• [Task directions]: Pick out every line in the material below that contains the word "negative", and copy each of those lines in full.

======== Recorded data ========

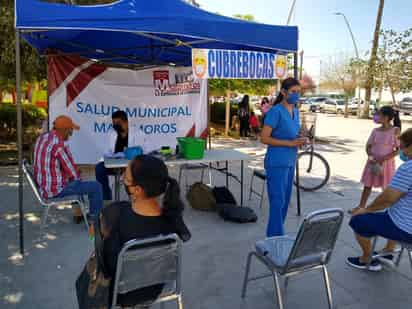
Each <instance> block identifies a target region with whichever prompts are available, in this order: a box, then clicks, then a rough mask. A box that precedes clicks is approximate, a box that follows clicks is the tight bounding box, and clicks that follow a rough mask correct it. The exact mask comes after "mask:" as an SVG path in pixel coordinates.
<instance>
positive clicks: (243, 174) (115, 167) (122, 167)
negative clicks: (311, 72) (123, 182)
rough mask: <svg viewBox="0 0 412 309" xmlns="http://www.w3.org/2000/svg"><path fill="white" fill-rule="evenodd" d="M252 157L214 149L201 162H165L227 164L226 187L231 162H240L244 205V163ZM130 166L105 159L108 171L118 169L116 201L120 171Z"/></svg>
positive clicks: (236, 150) (198, 161)
mask: <svg viewBox="0 0 412 309" xmlns="http://www.w3.org/2000/svg"><path fill="white" fill-rule="evenodd" d="M250 160H251V157H250V156H249V155H248V154H245V153H243V152H240V151H237V150H233V149H212V150H206V151H205V155H204V157H203V158H202V159H199V160H187V159H171V160H165V163H166V164H167V165H184V164H211V163H215V162H225V163H226V167H225V168H224V169H219V170H220V171H223V170H224V171H225V173H226V186H227V187H228V186H229V162H232V161H240V162H241V170H240V186H241V188H240V204H241V205H243V185H244V161H250ZM128 164H129V160H127V159H116V158H105V159H104V166H105V167H106V168H108V169H116V170H117V171H118V172H117V173H116V174H115V200H116V201H118V200H119V199H120V169H123V168H126V167H127V165H128Z"/></svg>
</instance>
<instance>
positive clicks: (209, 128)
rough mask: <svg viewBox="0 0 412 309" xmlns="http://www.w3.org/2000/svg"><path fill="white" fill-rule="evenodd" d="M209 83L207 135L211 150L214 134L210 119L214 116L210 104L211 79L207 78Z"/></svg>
mask: <svg viewBox="0 0 412 309" xmlns="http://www.w3.org/2000/svg"><path fill="white" fill-rule="evenodd" d="M206 83H207V103H206V104H207V135H208V140H209V147H208V149H209V150H211V149H212V134H211V130H210V119H211V116H212V114H211V113H212V109H211V106H210V97H209V80H208V79H207V80H206Z"/></svg>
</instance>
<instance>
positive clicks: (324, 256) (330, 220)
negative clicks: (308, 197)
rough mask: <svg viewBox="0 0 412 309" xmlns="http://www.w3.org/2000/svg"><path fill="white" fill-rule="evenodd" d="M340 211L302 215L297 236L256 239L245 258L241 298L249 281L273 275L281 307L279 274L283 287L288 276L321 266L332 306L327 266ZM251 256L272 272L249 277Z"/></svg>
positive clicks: (300, 273) (330, 308) (281, 236)
mask: <svg viewBox="0 0 412 309" xmlns="http://www.w3.org/2000/svg"><path fill="white" fill-rule="evenodd" d="M343 214H344V213H343V210H342V209H338V208H331V209H325V210H320V211H315V212H312V213H310V214H309V215H307V216H306V217H305V219H304V220H303V222H302V224H301V226H300V228H299V232H298V234H297V236H296V237H293V236H278V237H271V238H267V239H265V240H262V241H258V242H256V244H255V250H254V251H252V252H250V253H249V255H248V258H247V264H246V272H245V279H244V282H243V289H242V298H244V297H245V295H246V289H247V284H248V283H249V281H253V280H258V279H262V278H267V277H270V276H272V277H273V279H274V283H275V291H276V296H277V301H278V304H279V308H280V309H283V300H282V294H281V289H280V285H279V276H283V277H285V288H286V287H287V283H288V278H289V277H291V276H294V275H298V274H301V273H303V272H307V271H311V270H316V269H321V270H322V272H323V278H324V282H325V288H326V294H327V298H328V304H329V308H330V309H331V308H332V306H333V305H332V292H331V287H330V282H329V276H328V271H327V268H326V265H327V264H328V263H329V260H330V258H331V255H332V252H333V249H334V247H335V243H336V240H337V238H338V234H339V230H340V227H341V225H342V221H343ZM252 257H255V258H256V259H257V260H258V261H260V262H261V263H263V264H264V265H265V266H266V267H267V268H268V269H269V271H270V272H271V273H270V274H268V275H262V276H257V277H254V278H249V271H250V263H251V259H252Z"/></svg>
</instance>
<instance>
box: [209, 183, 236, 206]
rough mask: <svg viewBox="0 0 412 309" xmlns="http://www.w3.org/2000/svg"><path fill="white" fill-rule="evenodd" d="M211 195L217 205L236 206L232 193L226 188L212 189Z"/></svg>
mask: <svg viewBox="0 0 412 309" xmlns="http://www.w3.org/2000/svg"><path fill="white" fill-rule="evenodd" d="M213 195H214V197H215V200H216V203H217V204H233V205H237V202H236V199H235V197H234V196H233V194H232V192H230V191H229V189H228V188H226V187H214V188H213Z"/></svg>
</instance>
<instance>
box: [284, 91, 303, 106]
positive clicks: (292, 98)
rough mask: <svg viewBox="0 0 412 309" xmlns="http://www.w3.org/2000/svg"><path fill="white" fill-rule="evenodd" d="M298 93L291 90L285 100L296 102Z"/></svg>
mask: <svg viewBox="0 0 412 309" xmlns="http://www.w3.org/2000/svg"><path fill="white" fill-rule="evenodd" d="M299 98H300V94H299V93H298V92H292V93H289V94H288V97H287V99H286V100H287V101H288V103H289V104H298V102H299Z"/></svg>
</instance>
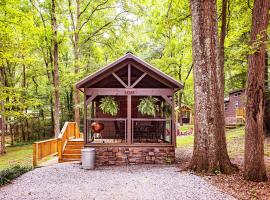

========

• [Answer]:
negative clicks: (311, 72) (123, 182)
negative clicks: (308, 197)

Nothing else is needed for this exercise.